## Consigne
Rassemblez, s'il vous plaît, toutes les lignes des données ci-dessous qui contiennent la chaîne « array ». Recopiez-les telles quelles.
━━━━━ Les données ━━━━━
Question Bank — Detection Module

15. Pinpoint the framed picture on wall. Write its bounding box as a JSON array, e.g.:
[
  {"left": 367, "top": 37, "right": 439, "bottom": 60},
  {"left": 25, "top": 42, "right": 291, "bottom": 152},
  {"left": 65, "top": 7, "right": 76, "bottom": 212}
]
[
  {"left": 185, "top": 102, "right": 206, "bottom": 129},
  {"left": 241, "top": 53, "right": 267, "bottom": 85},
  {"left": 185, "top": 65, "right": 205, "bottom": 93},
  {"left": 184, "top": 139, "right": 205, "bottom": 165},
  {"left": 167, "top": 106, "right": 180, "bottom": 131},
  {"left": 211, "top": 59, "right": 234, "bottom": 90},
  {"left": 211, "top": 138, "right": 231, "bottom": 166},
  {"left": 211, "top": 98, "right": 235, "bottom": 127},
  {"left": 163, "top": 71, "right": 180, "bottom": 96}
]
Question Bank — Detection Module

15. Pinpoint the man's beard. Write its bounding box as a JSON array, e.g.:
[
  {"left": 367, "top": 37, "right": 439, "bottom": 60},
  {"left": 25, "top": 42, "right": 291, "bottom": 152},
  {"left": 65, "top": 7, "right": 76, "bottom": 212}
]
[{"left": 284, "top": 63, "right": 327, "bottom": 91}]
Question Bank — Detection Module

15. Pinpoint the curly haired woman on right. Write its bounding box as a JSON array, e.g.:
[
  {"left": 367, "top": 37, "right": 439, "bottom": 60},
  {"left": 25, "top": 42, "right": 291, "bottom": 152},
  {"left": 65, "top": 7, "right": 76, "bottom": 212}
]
━━━━━
## Tâche accomplie
15. Pinpoint the framed picture on wall. Write its bounding box as a JSON array, e.g.:
15. Pinpoint the man's beard. Write its bounding box as a JSON array, e.g.:
15. Pinpoint the curly haired woman on right. Write its bounding box as a JSON array, e.g.:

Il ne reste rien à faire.